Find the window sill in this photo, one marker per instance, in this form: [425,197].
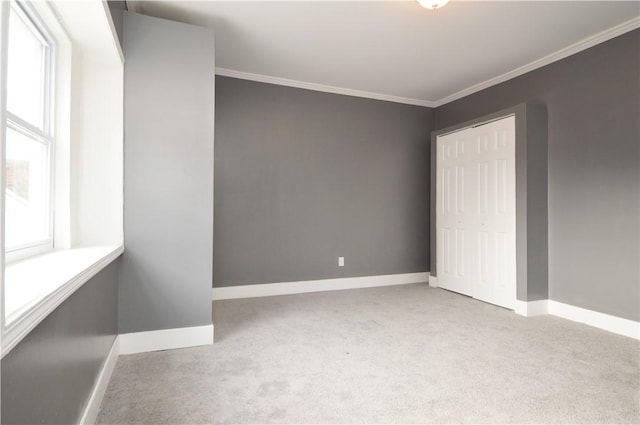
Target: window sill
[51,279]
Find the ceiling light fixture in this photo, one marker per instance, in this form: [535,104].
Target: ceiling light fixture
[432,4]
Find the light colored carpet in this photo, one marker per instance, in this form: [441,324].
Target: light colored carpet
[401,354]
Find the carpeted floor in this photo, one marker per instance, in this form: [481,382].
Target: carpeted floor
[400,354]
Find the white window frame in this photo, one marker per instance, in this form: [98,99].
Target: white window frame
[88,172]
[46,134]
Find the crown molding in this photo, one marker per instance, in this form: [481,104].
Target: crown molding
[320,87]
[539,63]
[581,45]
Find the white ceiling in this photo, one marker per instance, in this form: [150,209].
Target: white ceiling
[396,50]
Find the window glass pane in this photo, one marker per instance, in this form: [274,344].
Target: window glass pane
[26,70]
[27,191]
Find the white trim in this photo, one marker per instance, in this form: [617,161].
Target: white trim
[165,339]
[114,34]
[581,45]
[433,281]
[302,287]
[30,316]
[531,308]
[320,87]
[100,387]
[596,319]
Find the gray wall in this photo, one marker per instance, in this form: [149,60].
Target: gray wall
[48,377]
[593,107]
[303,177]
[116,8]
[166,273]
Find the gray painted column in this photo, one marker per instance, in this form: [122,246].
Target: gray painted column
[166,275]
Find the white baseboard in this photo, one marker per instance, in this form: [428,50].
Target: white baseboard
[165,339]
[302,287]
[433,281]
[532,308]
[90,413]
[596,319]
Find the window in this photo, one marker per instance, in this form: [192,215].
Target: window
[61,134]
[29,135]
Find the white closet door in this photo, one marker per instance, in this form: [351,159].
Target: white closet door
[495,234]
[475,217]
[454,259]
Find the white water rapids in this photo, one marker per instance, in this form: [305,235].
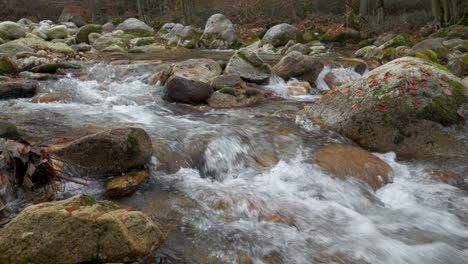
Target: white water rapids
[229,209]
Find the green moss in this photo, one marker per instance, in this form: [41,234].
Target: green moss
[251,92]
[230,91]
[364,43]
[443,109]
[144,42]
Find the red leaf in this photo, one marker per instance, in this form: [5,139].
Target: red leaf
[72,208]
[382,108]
==
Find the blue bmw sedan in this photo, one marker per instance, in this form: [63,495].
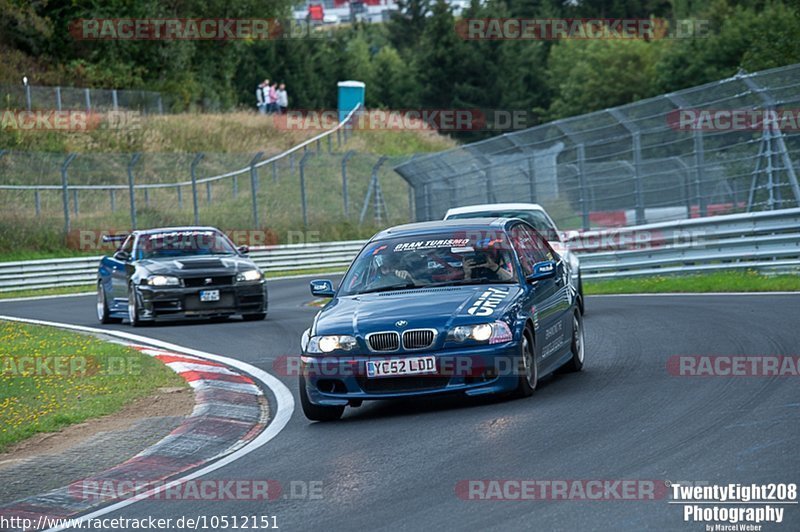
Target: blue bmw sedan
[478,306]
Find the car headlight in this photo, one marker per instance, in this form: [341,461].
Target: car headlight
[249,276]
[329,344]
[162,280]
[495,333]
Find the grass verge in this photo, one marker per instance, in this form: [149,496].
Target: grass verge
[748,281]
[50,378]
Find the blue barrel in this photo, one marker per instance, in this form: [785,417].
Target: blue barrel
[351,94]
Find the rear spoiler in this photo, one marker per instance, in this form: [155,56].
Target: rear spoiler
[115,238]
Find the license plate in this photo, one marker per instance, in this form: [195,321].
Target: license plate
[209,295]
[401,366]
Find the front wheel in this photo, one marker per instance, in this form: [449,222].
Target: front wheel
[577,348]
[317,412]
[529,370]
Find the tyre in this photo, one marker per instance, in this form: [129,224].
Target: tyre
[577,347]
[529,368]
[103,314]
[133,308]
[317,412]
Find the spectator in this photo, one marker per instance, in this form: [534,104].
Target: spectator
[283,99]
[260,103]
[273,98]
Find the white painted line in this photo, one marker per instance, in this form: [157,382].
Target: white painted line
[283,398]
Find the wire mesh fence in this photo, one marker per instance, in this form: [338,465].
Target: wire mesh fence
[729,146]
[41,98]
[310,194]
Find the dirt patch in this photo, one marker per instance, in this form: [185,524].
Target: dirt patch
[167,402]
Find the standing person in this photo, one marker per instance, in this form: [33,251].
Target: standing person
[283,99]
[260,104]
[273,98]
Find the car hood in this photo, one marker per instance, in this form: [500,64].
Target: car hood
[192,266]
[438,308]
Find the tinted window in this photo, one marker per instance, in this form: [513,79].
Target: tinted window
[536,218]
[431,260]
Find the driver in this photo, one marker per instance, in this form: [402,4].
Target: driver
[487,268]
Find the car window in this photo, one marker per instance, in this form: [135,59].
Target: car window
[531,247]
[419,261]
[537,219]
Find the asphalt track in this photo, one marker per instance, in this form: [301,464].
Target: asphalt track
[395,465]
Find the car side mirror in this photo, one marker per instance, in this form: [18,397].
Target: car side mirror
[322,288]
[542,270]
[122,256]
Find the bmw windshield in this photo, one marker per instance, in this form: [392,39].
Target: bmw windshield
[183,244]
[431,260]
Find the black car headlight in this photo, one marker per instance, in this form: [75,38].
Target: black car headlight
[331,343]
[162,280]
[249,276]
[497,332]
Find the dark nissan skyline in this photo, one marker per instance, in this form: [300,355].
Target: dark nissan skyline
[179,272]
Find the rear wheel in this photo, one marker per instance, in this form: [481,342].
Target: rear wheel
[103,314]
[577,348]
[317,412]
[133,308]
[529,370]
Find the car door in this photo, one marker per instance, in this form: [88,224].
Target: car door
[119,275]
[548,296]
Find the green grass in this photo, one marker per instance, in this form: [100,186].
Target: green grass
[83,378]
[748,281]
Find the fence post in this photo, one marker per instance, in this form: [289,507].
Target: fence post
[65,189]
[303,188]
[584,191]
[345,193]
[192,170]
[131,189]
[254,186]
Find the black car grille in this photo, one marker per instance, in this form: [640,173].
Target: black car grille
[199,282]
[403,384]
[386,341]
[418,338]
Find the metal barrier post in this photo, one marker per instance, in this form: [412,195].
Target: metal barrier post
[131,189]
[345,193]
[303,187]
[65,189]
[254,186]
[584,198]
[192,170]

» THE REQUEST:
Please locate each line in the entries above that contains the word "headlight" and copy those lines out in full.

» EXERCISE SOLUTION:
Find the car headlight in this photo, one marker per instance, in this form: [341,461].
Target: car headlight
Find the black car headlight in this photo, one marker per instance, in this form: [75,38].
Target: black car headlight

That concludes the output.